*Exercise aim*: Write out all the items below again, substituting "mark each occurrence of" for "tag every instance of" wherever it occurs and keeping everything else the same.

□ □ □ □

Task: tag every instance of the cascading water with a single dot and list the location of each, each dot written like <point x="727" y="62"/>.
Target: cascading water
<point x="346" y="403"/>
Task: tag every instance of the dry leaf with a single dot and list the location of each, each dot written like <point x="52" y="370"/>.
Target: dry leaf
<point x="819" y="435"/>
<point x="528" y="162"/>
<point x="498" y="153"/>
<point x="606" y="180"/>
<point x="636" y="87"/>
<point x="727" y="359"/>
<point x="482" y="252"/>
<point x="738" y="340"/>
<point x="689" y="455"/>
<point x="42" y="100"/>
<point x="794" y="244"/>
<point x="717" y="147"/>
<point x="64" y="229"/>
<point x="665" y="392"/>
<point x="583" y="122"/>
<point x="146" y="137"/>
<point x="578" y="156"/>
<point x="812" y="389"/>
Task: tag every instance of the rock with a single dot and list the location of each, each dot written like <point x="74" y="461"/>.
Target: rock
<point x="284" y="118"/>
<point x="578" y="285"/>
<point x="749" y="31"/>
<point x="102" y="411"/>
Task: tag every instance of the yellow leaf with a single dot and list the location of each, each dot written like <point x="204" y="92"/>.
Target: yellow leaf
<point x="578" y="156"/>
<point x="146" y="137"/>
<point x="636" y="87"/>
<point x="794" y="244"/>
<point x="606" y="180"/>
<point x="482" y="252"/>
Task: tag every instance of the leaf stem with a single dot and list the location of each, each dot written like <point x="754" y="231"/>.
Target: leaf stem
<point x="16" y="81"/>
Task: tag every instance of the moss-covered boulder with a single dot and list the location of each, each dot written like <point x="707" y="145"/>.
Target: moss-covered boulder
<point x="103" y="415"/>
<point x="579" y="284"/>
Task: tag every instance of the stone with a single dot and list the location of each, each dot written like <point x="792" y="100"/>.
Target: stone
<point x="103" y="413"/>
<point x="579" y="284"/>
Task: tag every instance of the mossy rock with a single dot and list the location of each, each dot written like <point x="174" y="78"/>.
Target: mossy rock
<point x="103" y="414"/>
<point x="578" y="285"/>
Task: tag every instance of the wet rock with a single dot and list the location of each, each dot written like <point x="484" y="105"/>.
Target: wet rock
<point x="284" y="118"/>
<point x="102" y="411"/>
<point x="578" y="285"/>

□ □ □ □

*Exercise solution*:
Task: mark each occurrence of the cascading water with a single dot and list the location of each, each dot written like <point x="727" y="62"/>.
Target: cascading water
<point x="346" y="403"/>
Task: mark each occurrence of the dry leaf with a single dot and list the location of each, each dot written like <point x="52" y="370"/>.
Target: dry leaf
<point x="819" y="435"/>
<point x="528" y="162"/>
<point x="498" y="153"/>
<point x="606" y="180"/>
<point x="636" y="87"/>
<point x="727" y="359"/>
<point x="482" y="252"/>
<point x="738" y="340"/>
<point x="689" y="455"/>
<point x="42" y="100"/>
<point x="794" y="244"/>
<point x="717" y="147"/>
<point x="64" y="229"/>
<point x="665" y="392"/>
<point x="583" y="122"/>
<point x="146" y="137"/>
<point x="578" y="156"/>
<point x="812" y="389"/>
Task: mark each occurrence of the rock with a single dot and list the location of each, each dot written like <point x="74" y="461"/>.
Target: rock
<point x="284" y="118"/>
<point x="578" y="285"/>
<point x="749" y="31"/>
<point x="102" y="411"/>
Task: mark each occurrence of the yellow leaf with a single dot and list the location of each, each dot written like <point x="204" y="92"/>.
Target: yellow leaf
<point x="578" y="156"/>
<point x="146" y="137"/>
<point x="636" y="87"/>
<point x="794" y="244"/>
<point x="606" y="180"/>
<point x="482" y="252"/>
Task: mark each occurrence of the leaf stem with a single dot and list the location of each, each dot written like <point x="754" y="231"/>.
Target: leaf stem
<point x="16" y="81"/>
Task: mark each occurrence of the moss-covered boulder with a single dot and list the location of each, each dot written like <point x="707" y="145"/>.
Target: moss-covered boulder
<point x="103" y="415"/>
<point x="579" y="284"/>
Task: mark each occurrence of the stone with a single dot and list the location of each, each dot written like <point x="792" y="100"/>.
Target: stone
<point x="103" y="413"/>
<point x="579" y="284"/>
Task: mark each occurrence of the mossy rock with a single dot and list the location of each, each dot written like <point x="174" y="78"/>.
Target: mossy rock
<point x="103" y="414"/>
<point x="578" y="285"/>
Task: mark each occurrence of the wet rock with a single dot and list the location of each, each dot written like <point x="484" y="105"/>.
Target: wet rock
<point x="284" y="118"/>
<point x="102" y="411"/>
<point x="578" y="285"/>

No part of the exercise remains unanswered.